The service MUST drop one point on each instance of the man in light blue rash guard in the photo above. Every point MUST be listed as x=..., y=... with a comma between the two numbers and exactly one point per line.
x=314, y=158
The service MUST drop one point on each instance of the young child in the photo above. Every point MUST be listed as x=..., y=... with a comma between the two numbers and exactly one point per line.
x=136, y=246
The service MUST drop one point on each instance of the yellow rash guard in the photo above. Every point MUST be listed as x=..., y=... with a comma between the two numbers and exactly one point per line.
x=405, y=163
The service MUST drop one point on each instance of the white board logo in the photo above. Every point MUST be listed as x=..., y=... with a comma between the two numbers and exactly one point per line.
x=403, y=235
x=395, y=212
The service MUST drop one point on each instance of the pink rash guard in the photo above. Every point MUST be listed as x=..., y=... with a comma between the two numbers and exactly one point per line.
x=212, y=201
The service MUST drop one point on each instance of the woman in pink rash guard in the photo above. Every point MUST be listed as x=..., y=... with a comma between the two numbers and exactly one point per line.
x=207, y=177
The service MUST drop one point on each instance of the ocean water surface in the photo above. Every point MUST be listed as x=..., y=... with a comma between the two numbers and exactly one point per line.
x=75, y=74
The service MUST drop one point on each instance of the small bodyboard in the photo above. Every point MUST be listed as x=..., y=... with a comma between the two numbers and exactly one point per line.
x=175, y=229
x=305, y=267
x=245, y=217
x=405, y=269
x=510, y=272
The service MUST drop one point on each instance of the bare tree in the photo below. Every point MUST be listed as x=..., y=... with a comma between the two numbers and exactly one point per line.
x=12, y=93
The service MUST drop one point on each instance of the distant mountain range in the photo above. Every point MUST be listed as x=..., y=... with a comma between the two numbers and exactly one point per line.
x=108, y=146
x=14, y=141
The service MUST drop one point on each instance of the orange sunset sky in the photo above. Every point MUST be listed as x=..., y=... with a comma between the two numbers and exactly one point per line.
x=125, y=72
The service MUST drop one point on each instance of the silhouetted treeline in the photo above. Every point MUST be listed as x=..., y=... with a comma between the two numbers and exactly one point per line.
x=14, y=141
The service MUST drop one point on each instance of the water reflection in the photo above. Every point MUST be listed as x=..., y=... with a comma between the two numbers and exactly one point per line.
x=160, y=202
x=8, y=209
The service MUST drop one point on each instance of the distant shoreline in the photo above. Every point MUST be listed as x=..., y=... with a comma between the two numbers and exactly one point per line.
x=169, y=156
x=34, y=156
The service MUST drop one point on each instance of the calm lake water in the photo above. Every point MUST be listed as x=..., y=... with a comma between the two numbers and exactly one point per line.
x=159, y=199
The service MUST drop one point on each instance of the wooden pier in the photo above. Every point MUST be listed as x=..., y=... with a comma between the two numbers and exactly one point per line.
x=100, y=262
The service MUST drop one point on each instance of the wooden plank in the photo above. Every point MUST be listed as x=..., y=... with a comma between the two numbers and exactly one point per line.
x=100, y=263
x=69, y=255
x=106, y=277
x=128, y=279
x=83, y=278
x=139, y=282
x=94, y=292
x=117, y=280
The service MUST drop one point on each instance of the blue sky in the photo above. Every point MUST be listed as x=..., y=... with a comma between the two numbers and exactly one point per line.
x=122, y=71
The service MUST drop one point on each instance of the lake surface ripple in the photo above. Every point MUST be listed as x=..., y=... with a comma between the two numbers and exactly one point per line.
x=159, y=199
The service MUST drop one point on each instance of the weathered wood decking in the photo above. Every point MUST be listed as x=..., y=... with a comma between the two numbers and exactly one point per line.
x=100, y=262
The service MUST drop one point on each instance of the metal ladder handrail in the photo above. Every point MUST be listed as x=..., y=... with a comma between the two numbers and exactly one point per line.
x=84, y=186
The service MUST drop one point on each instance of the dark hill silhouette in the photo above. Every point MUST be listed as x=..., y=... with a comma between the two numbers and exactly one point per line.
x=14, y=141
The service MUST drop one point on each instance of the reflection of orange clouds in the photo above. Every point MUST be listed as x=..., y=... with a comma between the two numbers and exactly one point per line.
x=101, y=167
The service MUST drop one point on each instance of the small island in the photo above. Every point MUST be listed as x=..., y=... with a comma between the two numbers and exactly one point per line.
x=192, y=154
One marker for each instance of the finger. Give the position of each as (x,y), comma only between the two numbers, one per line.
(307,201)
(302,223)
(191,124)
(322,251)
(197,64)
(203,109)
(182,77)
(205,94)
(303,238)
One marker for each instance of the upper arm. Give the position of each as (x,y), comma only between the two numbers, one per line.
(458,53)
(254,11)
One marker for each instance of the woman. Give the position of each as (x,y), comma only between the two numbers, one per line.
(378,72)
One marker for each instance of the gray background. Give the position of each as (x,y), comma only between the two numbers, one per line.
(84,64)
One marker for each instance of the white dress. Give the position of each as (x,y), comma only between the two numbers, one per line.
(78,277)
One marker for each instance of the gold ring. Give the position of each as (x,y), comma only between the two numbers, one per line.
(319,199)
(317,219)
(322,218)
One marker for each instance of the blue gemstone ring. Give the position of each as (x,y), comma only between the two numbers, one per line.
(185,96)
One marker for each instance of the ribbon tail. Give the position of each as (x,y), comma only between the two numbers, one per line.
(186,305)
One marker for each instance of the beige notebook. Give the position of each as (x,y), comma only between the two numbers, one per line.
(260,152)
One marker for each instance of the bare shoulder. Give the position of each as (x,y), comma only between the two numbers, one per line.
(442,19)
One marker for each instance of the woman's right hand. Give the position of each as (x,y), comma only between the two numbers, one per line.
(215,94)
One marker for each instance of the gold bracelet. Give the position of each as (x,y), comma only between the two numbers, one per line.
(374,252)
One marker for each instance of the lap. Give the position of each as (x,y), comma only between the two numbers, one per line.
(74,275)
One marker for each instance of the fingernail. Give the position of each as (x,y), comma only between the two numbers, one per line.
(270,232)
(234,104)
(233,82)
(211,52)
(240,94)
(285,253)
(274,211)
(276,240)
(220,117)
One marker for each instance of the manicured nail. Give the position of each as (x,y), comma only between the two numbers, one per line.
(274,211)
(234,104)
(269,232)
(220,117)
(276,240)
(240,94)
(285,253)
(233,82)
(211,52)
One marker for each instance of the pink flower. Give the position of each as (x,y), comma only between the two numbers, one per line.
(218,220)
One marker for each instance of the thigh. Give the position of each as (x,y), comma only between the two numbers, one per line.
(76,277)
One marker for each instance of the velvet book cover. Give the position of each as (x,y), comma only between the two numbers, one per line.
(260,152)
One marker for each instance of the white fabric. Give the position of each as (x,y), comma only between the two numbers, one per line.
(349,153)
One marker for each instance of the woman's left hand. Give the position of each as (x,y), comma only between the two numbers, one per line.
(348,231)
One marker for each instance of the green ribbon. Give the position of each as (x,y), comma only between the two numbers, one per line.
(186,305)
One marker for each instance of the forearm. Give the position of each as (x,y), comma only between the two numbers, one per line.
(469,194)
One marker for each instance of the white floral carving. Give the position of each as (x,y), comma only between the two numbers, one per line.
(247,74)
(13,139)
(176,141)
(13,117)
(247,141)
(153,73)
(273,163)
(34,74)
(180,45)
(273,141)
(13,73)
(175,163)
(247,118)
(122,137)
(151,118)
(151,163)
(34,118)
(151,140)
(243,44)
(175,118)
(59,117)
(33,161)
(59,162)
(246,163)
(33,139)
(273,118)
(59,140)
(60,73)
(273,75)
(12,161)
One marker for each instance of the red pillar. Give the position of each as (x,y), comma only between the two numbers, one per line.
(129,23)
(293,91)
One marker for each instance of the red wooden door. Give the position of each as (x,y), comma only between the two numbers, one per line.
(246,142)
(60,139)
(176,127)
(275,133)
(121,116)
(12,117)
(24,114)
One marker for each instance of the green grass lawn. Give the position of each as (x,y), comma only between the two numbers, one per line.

┄┄┄┄┄┄┄┄┄┄

Transcribe every entry exactly as it reads.

_Final answer_
The service MUST drop one point on each instance of the man in light blue rash guard in the photo above. Every point MUST be listed as x=..., y=... with a comma between the two numbers and exactly one point per line.
x=314, y=158
The service MUST drop one point on each instance of the young child in the photo above. Every point MUST be listed as x=..., y=... with a comma between the two numbers and exactly one point per line.
x=136, y=246
The service MUST drop one point on each instance of the yellow rash guard in the photo above. Every point MUST be listed as x=..., y=... with a comma between the two numbers and exactly one point per line.
x=405, y=163
The service MUST drop one point on each instance of the white board logo in the photo above. Every point MUST be listed as x=..., y=... with a comma between the two numbers and exactly one point per line.
x=403, y=235
x=395, y=212
The service MUST drop one point on each instance of the pink rash guard in the photo above. Every point MUST be listed as x=..., y=... with a comma between the two numbers and exactly one point per line.
x=212, y=201
The service MUST drop one point on each instance of the woman in pink rash guard in the photo above. Every point MUST be listed as x=..., y=... with a comma between the two numbers and exactly one point per line.
x=207, y=177
The service MUST drop one point on each instance of the ocean water surface in the photo above. Every point MUST be listed as x=..., y=... with a comma between the two numbers and exactly one point per line.
x=75, y=74
The service MUST drop one point on each instance of the small bodyboard in the photo above. Every point MUST be listed as x=..., y=... with a comma between the two numbers and exactly one point per line.
x=175, y=229
x=305, y=267
x=245, y=217
x=405, y=269
x=510, y=272
The service MUST drop one point on each instance of the bare tree in the photo below. Every point MUST be listed as x=..., y=... with a comma between the two numbers and exactly one point per line.
x=12, y=93
The service MUST drop one point on each instance of the distant mountain range in the photo above. Every point MUST be listed as x=..., y=... with a comma between the two numbers and exactly one point per line.
x=108, y=146
x=14, y=141
The service MUST drop one point on each instance of the orange sunset sky in the photo above. Every point MUST be listed as x=..., y=... with a comma between the two numbers and exactly one point per line.
x=125, y=72
The service MUST drop one point on each instance of the silhouetted treeline in the photo above. Every point MUST be listed as x=..., y=... with a comma between the two numbers and exactly one point per line.
x=14, y=141
The service MUST drop one point on each instance of the water reflection in the photo above. Every point MUST be listed as x=..., y=... with a comma between the two numbers and exactly one point per line.
x=160, y=202
x=8, y=209
The service MUST drop one point on each instance of the distant shoreline in the photo above. Every point MUST be listed as x=..., y=... with a comma between the two numbers and exactly one point per line.
x=169, y=156
x=34, y=156
The service MUST drop one point on each instance of the calm lake water in the photo above. Every point MUST be listed as x=..., y=... with a comma between the two numbers and exactly one point per line.
x=159, y=199
The service MUST drop one point on each instance of the wooden pier in the photo above. Every point MUST be listed as x=..., y=... with a comma between the two numbers and exactly one point per line.
x=100, y=262
The service MUST drop one point on each instance of the wooden plank in the photo above. Every point MUST be listed as x=..., y=... with a comma between the two numbers and exactly one point per line.
x=100, y=263
x=69, y=255
x=106, y=277
x=128, y=279
x=83, y=278
x=139, y=282
x=94, y=292
x=117, y=280
The service MUST drop one point on each instance of the blue sky in the photo above. Every point MUST be listed as x=..., y=... with a comma between the two numbers and exactly one point per line.
x=122, y=71
The service MUST drop one point on each instance of the lake surface ripple in the photo above. Every point MUST be listed as x=..., y=... with a comma between the two numbers and exactly one point per line.
x=159, y=199
The service MUST drop one point on each instance of the weathered wood decking in the photo above. Every point MUST be listed as x=..., y=... with a comma between the two numbers and exactly one point per line.
x=100, y=262
The service MUST drop one point on each instance of the metal ladder handrail in the photo above. Every point MUST be listed as x=..., y=... with a comma between the two numbers and exactly one point per line.
x=84, y=186
The service MUST drop one point on each instance of the dark hill silhouette in the photo above. Every point MUST be listed as x=..., y=... with a comma between the two numbers and exactly one point per line.
x=14, y=141
The service MUST drop one point on each instance of the reflection of orange clouds in the photo above. Every point MUST be listed as x=..., y=... with a comma between the two numbers and exactly one point per line.
x=101, y=167
The service MUST drop one point on each instance of the small island in the photo above. Every point MUST be listed as x=..., y=... with a comma between the two numbers and exactly one point per line.
x=192, y=154
One marker for each instance of the finger. Give the position of each as (x,y), comma only between the two numbers, one per line.
(307,201)
(302,223)
(191,124)
(322,251)
(197,64)
(203,109)
(182,77)
(205,94)
(303,238)
One marker for each instance of the upper arm. Give the position of each as (x,y), comma only between the two numbers, one per line.
(458,53)
(254,11)
One marker for each instance of the woman. Give the position of each as (x,y), comma only between the two numbers, one per line.
(378,72)
One marker for each instance of the gray background. Give the position of each as (x,y), comma only between the two numbers, one per line.
(84,64)
One marker for each instance of the white dress. Give the position of each as (x,y), comma only between the two numbers, one per line.
(78,277)
One marker for each instance of the gold ring. Give the position of each as (x,y), comma only between the two numbers, one per line.
(319,199)
(317,219)
(322,218)
One marker for each instance of the blue gemstone ring. Give the position of each as (x,y), comma only between the two numbers, one per line.
(185,96)
One marker for each instance of the ribbon tail. Give the position of each as (x,y), comma only between the two numbers, one per line.
(186,305)
One marker for each instance of the beige notebook. Give the position of each as (x,y), comma only between the two numbers, one per line.
(260,152)
One marker for each instance of the bare shoulder. Give the position of each as (x,y), comma only between the two numbers, one per line.
(442,19)
One marker for each instance of the woman's right hand. Give the position of each as (x,y), comma only between the two numbers, one per line.
(215,94)
One marker for each instance of the gold bracelet. Give the position of each as (x,y), comma only between the two numbers, one per line.
(374,252)
One marker for each instance of the lap. Give the position of each as (x,y), comma only between the two numbers, one per line.
(74,275)
One marker for each instance of the fingernail. Give the position of each as (x,y), comma only between the two numbers, one per line.
(270,232)
(234,104)
(233,82)
(211,52)
(240,94)
(285,253)
(274,211)
(276,240)
(220,117)
One marker for each instance of the manicured nail. Give the position of each as (x,y), comma only between the two numbers, one per line.
(274,211)
(234,104)
(269,232)
(220,117)
(276,240)
(240,94)
(285,253)
(233,82)
(211,52)
One marker for each instance of the pink flower. Give the position of each as (x,y), comma only between the two numbers, one per line.
(218,220)
One marker for each instance of the thigh. Give the position of each as (x,y), comma only between the two numbers, one per line.
(76,277)
One marker for each instance of the velvet book cover. Give the position of each as (x,y), comma only between the two numbers, one per line.
(260,152)
One marker for each instance of the white fabric. Give the position of each as (x,y), comma only between the two numbers, one per line.
(349,153)
One marker for each instance of the woman's left hand. Give the position of each as (x,y), comma only between the two numbers, one per line.
(348,231)
One marker for each instance of the green ribbon. Give the position of each as (x,y), comma only between the two numbers, one per line.
(186,305)
One marker for each instance of the forearm. Give the position of each as (x,y), comma only between the two numbers, one per line.
(469,194)
One marker for each instance of the white floral carving. Give the position of each as (x,y), comma only between the two numbers, one per line.
(247,74)
(13,139)
(176,141)
(13,117)
(247,141)
(153,73)
(273,163)
(34,74)
(180,45)
(273,141)
(13,73)
(175,163)
(247,118)
(122,137)
(151,118)
(151,163)
(34,118)
(151,140)
(243,44)
(175,118)
(59,117)
(33,161)
(59,162)
(246,163)
(33,139)
(273,118)
(59,140)
(60,73)
(273,75)
(12,161)
One marker for each instance of the red pillar. Give the position of each as (x,y), comma only between the two numbers, one per line.
(129,23)
(293,91)
One marker for each instance of the red wooden door. Give the position of each as (x,y), comma only between the two numbers, one per line.
(246,142)
(60,139)
(176,127)
(275,133)
(121,116)
(12,117)
(24,114)
One marker for each instance of the green grass lawn. Give the position of each as (x,y), comma only between the two numbers, one per line.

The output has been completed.